[[ INFORMATION SUPPLIED, beginning ]]

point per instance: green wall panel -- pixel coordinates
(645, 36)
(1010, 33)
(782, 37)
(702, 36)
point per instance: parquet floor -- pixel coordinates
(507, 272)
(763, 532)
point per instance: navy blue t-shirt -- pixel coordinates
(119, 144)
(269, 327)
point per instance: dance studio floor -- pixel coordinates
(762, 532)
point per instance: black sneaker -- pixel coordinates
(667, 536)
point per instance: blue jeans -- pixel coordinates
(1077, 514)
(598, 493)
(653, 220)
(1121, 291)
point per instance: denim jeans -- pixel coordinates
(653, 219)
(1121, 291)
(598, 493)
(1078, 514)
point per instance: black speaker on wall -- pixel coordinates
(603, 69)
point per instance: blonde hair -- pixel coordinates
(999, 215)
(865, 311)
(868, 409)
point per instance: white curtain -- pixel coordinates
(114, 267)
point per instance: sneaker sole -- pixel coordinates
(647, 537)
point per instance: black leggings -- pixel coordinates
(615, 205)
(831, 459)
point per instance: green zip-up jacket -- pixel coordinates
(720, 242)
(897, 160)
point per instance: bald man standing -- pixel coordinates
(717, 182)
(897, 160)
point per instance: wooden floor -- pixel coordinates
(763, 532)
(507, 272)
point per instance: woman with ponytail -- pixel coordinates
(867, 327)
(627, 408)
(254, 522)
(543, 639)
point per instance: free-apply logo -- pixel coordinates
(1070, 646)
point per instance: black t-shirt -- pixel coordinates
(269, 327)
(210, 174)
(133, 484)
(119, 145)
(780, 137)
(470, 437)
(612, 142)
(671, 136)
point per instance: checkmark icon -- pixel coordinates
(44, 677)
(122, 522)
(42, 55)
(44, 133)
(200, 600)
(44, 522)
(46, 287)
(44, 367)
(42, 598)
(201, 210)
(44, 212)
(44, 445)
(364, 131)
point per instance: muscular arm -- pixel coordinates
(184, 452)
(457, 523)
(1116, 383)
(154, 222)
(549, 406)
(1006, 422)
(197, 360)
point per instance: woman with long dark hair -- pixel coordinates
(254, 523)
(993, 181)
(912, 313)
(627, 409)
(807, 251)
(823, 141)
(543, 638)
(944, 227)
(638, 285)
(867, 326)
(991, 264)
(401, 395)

[[ INFORMATION SUPPLIED, end ]]

Word for word, give back all of the records.

__RESPONSE BELOW__:
point per instance: green wall panel -- pixel coordinates
(645, 36)
(1010, 33)
(782, 37)
(702, 36)
point per instance: parquet floor -- pixel coordinates
(507, 272)
(763, 532)
point per instance: navy blue t-shirt -- pixel coordinates
(119, 144)
(269, 327)
point per instance: dance studio floor -- pixel coordinates
(762, 532)
point per instance: black sneaker -- pixel coordinates
(667, 536)
point per instance: blue jeans -- pixel coordinates
(1077, 514)
(598, 493)
(653, 220)
(1121, 291)
point per instance: denim jeans -- pixel coordinates
(653, 219)
(1121, 291)
(598, 493)
(1078, 514)
point per instance: black speaker on wall -- pixel coordinates
(603, 69)
point per instance: blonde hair -- pixel coordinates
(999, 215)
(865, 311)
(868, 409)
point per instance: white curtain -- pixel coordinates
(114, 267)
point per instance: sneaker sole -- pixel coordinates
(647, 537)
point per instance: black leggings -- pixel coordinates
(615, 205)
(831, 459)
point per instance: green zip-up jacket -- pixel coordinates
(720, 242)
(897, 160)
point per instance: bald man standing -- pixel coordinates
(717, 182)
(897, 160)
point per instance: wooden floor -- pixel coordinates
(763, 532)
(507, 272)
point per instance: woman with ponytail -- pixel coordinates
(867, 327)
(627, 408)
(254, 522)
(543, 639)
point per instance: free-apply logo -- pixel coordinates
(1070, 646)
point per instance: black t-shirt -- pixel coordinates
(269, 327)
(210, 174)
(133, 484)
(119, 145)
(780, 137)
(470, 437)
(612, 142)
(671, 136)
point per instance: checkmark icon -- pixel coordinates
(44, 677)
(122, 522)
(42, 55)
(44, 133)
(200, 600)
(44, 522)
(46, 287)
(44, 367)
(42, 598)
(201, 210)
(44, 212)
(44, 445)
(364, 131)
point per instance: muscular arm -- pixel coordinates
(184, 452)
(457, 523)
(1116, 383)
(154, 222)
(549, 406)
(1006, 422)
(197, 360)
point per instance: woman with long dark hair -- pixel coordinates
(254, 523)
(993, 181)
(912, 313)
(627, 409)
(807, 251)
(823, 141)
(543, 638)
(944, 227)
(638, 285)
(867, 326)
(991, 264)
(401, 395)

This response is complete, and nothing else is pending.